TEXT>
Nico Perrino: Yeah, and when you’re talking about these foreign censorship laws, what are the things that these foreign countries are trying to censor? Is it offensive speech that would be protected under the First Amendment here in the United States? I mean, is that generally the standard that you’re looking at when you’re defending these companies? Or are they trying to go after categories of speech that would be unlawful here in the United States? Speech in a world of criminal conduct, incitement to imminent lawless action, defamation? I know defamation standards are different outside of the United States than they are here.
But offensive speech in the United States is protected. We have no federal hate speech code, for example. I was just in Cambridge, as some of our listeners know, debating the proposition this house believes in the right to offend. So, what is it that you’re defending, typically on behalf of these companies against foreign censorship efforts?
Preston Byrne: Yeah, so typically what happens is you see the foreign government in question trying to take the first inch, right? They don’t come in the front door and say, “Okay, we’re expecting full compliance with our laws,” as if we’ve been engaged in a constructive dialogue for several years about how you’re going to comply. So, with the UK, they came in, and they said, “Okay, well, under section nine of the Online Safety Act, you’re required to produce a risk assessment. So, please tender the risk assessment to us. And that’s very similar to the California law, which was struck down, requiring social media companies to explain their content moderation policies to the state.
Nico Perrino: Is that the Age-Appropriate Design Act?
Preston Byrne: It’s the Age-Appropriate Design – I can’t remember whether it’s that or something else. I’m not an expert on that particular code ‘cause I haven’t dealt with it. I’m an expert on the Online Safety Act and what they’re trying to enforce there. So, they’ll come in, and they’ll say, “We want that first inch, right? We want a little bit of compliance. We’re not gonna have that conversation yet about illegal content or anything else because we presume you’re guilty of posting that, but we wanna see if you’re gonna comply with this requirement to fess up about all of the illegal content you have on your site.” And so, they went after a couple of companies for that, 4chan, of course, was one of them.
And 4chan was the first one where they advanced to fine proceedings, and they said, “We’re gonna fine you for this because you haven’t been responding to our letters.” And as soon as they issued the provisional decision saying, “We’re gonna fine you,” and announced it publicly, we told them flat out, we said, “Okay, cool. We’ll see you in court.”
Nico Perrino: So, they weren’t even going after any specific content. They just wanted this report produced that would tell the regulator about the content on the platform and how it responds to that.
Preston Byrne: Correct. And so, we turned around and said, sorry, we’re not doing – and if you look at their codes, there’s kind of an order of operations and an order of severity. So, the minimum that they expect every American company to have on file and ready to go is this risk assessment report. And then, if you don’t provide that report on demand when they send you a legally binding information request, they can have you arrested if you set foot on British soil. And yeah, yeah.

MATERIAL SUPPLIED>
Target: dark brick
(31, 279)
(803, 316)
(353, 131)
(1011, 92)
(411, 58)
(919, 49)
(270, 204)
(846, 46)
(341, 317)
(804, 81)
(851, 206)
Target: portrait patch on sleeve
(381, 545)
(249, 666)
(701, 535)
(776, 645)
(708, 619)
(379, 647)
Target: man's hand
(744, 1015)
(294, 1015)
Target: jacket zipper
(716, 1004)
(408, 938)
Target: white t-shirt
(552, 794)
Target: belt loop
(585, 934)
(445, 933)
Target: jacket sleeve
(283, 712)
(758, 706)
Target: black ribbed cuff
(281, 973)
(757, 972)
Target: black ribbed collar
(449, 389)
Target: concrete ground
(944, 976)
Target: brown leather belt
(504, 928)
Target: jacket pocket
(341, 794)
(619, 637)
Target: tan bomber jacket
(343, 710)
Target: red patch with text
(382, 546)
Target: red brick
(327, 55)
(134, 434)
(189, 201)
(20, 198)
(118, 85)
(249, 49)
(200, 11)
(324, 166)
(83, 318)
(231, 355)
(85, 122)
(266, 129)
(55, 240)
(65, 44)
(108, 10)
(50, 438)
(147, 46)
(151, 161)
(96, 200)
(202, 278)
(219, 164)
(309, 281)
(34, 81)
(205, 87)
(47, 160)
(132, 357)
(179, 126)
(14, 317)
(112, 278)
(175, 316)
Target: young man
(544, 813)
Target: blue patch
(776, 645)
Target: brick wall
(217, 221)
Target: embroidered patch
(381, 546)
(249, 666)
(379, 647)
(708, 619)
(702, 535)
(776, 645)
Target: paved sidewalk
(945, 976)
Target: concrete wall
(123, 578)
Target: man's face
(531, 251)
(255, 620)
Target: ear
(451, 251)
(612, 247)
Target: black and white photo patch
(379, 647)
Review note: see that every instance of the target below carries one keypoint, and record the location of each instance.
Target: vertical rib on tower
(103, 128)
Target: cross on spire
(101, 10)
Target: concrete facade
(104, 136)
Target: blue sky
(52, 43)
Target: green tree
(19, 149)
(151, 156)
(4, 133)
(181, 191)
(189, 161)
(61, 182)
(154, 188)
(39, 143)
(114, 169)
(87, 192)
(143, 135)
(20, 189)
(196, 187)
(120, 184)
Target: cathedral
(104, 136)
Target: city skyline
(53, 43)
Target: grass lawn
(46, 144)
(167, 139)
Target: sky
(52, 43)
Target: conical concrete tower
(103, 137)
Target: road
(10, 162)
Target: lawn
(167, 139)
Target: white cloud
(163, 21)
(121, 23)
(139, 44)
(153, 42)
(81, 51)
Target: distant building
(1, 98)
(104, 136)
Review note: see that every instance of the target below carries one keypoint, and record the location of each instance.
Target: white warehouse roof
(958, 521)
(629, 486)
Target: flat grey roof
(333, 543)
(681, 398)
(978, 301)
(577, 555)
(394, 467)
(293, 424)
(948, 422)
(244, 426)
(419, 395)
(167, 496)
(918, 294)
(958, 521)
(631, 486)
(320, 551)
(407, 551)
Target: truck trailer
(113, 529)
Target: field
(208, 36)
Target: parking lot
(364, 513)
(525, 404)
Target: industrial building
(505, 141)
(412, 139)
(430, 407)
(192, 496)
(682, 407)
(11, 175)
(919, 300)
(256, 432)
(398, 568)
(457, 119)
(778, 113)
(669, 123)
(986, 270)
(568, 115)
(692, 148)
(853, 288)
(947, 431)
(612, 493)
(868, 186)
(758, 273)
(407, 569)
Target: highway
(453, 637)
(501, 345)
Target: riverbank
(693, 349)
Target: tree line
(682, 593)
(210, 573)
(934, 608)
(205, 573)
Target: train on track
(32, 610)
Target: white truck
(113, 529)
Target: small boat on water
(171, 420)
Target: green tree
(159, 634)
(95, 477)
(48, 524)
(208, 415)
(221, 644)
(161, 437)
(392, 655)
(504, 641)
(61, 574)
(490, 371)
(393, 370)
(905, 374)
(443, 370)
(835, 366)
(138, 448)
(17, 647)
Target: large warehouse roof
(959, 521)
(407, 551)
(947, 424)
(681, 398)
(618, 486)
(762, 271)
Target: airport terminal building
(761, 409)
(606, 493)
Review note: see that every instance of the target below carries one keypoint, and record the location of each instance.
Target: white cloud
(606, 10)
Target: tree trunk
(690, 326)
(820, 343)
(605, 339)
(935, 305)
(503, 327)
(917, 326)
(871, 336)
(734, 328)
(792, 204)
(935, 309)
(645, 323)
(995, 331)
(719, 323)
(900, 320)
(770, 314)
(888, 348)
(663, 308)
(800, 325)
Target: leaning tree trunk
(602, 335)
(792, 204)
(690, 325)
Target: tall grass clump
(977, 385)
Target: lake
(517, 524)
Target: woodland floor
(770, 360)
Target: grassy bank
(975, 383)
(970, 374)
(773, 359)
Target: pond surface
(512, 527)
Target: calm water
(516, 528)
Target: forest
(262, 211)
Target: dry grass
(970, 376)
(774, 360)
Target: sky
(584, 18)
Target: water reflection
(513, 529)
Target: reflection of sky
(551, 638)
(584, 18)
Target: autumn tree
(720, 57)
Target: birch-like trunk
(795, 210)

PROBLEMS AND TASKS>
A - In the conversation about foreign censorship laws, under which section of the Online Safety Act does the UK require a risk assessment?
B - Continue the conversation about foreign censorship laws, picking up right after its final line.

RESPONSES PER TASK>
A - Section nine.

B -
Nico Perrino: Sorry to interrupt you here. I’m trying to understand how this all works on the internet, which is like this free and open space. Does 4chan have assets in the United Kingdom? Does it have people in the United Kingdom? Can it decide just not to operate in the United Kingdom? How does this even work on a free and open internet?
Preston Byrne: Yeah, that’s a good question. And the answer is that they drafted a law which purports to have extraterritorial effect in the United States. And what they say is if a service markets to the United Kingdom or targets the United Kingdom or if it’s very high risk to users in the United Kingdom, which is a very vague and loose definition, then they have the ability to enforce the Online Safety Act extraterritorially against those services. So, they said, in our estimation, and keep in mind, this is not a judicial process that’s happening. This is an agency which has been given immense powers by parliament, and those powers include the ability to write their own rulebook, enforce actions, reach determinations, and grade their own homework as they do so.
So, the judge, jury, and executioner. And so, that agency said, “Well, we’ve selected you, 4chan, because all of the NGOs we work with and all the big tech companies who’ve been engaging have pointed to you as the big bad of the internet. And so, what we’re gonna do is we’re gonna focus our enforcement efforts on you, and we expect you to comply with our rules because we have deemed you high-risk. So, there’s no physical nexus with the United Kingdom at all. So, parliament, in principle, its powers are supreme.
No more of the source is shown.